| AUFTRAG 1 |
Beantworte anhand der Meldung zu den CO2-Emissionen im Jahr 2000 unten diese Fragen:
(a) Auf welchen Energieträger führt die Meldung die Stagnation vor allem zurück?
(b) Um wie viel Prozent nahm der Jahresenergieverbrauch laut Arbeitsgemeinschaft Energiebilanzen gegenüber dem Vorjahr ab?
(c) Um wie viel Prozent sank der Absatz von schwerem Heizöl?
| AUFTRAG 2 |
Führe die Meldung zu den CO2-Emissionen im Jahr 2000 ab ihrem letzten Satz weiter.

| TEXTAUSZUG |
Bonn, 25.1.2001: Der zum Erreichen des deutschen CO2-Ziels notwendige Rückgang der CO2-Emissionen im Jahr 2000 hat sich nicht fortgesetzt, sondern stagniert. Die GERMANWATCH-Berechnungen basieren auf den neuen vorläufigen Zahlen über den Energieverbrauch in Deutschland, die die Arbeitsgemeinschaft Energiebilanzen vorgelegt hat. Diese unerfreuliche Entwicklung ist vor allem auf die starke Zunahme des Einsatzes von Braunkohle zurückzuführen. "Hier wirken sich die Beschlüsse der frühen 90er Jahre über den Neubau von Braunkohlekraftwerken aus, als der Klimaschutz noch keine große Bedeutung für die energiewirtschaftlichen Entscheidungen hatte" kommentiert Christoph Bals, Leiter der Kampagne RioKonkret von GERMANWATCH. "Wenn Deutschland dieses Jahr nicht die Trendwende bei den Emissionen schafft und sie durchhält, sehe ich schwarz für das Erreichen des Reduktionsziels von minus 25 Prozent CO2 bis zum Jahr 2005 gegenüber 1990."

Nach den Zahlen der Arbeitsgemeinschaft Energiebilanzen hat der Jahresenergieverbrauch für das Jahr 2000 stagniert. (Sie ermittelt eine 0,2%ige Abnahme gegenüber dem Vorjahr).

Dabei gab es auch sehr gegenläufige Trends:

Aufgrund des sehr warmen Jahres - es war in Deutschland erneut das wärmste des vergangenen Jahrhunderts - und der höheren Ölpreise sank der Absatz von leichtem (minus 5,2%) und schwerem (minus 8,8%) Heizöl deutlich. Aus denselben Gründen ging in privaten Haushalten - obwohl mehr Wohnungen als bisher mit Gas beheizt werden - auch der Gasverbrauch leicht zurück.

| ANGEZEIGTE DATEN |
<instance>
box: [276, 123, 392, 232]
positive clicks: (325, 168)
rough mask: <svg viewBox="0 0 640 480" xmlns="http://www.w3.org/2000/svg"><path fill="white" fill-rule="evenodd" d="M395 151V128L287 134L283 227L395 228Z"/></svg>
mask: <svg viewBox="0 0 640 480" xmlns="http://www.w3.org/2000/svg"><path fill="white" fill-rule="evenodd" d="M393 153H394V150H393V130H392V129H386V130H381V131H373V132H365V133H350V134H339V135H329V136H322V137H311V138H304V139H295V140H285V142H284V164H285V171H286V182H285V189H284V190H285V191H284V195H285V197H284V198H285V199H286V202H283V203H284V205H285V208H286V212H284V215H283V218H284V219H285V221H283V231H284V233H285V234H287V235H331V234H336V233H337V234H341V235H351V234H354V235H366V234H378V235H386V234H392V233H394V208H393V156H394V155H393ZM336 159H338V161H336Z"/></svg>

| SCHRIFTLICHE ANTWORT 1 |
(a) Auf die starke Zunahme des Einsatzes von Braunkohle.
(b) Um 0,2 Prozent.
(c) Um 8,8 Prozent.

| SCHRIFTLICHE ANTWORT 2 |
Aufgrund des weltmarkt- sowie ökosteuerbedingten Preisanstiegs sank auch der Spritverbrauch wegen verringerter Fahrleistung sowie sparsamerer Fahrzeuge so deutlich wie noch nie seit 1994: um 4,3 %. Der Preisanstieg zeigt also eine deutliche Lenkungswirkung. Beim Verbrauch des Diesels konnte immerhin der Anstieg gestoppt werden. Dieser stagnierende Dieselverbrauch zeigt zweierlei. Erstens steigen Autofahrer vermehrt auf den effizienteren und kostengünstigeren Kraftstoff um. Also auch hier ist eine Lenkungswirkung der politik- und weltmarktbedingten höheren Spritpreise zu konstatieren. Zweitens könnte die Einführung einer kilometerabhängigen Schwerverkehrsabgabe dem ansonsten stark ansteigenden LKW-Güterverkehr entgegenwirken.

Gegenläufig wirkte sich hingegen das hohe Wirtschaftswachstum von 3 Prozent aus. Die Industrie hatte deshalb einen höheren Gasverbrauch. Der Verbrauch von Steinkohle war im Jahr 2000 mit 65,5 Mill. t SKE um 1,6 % höher als im Vorjahr, bedingt durch die günstige Konjunktur in der Stahlindustrie.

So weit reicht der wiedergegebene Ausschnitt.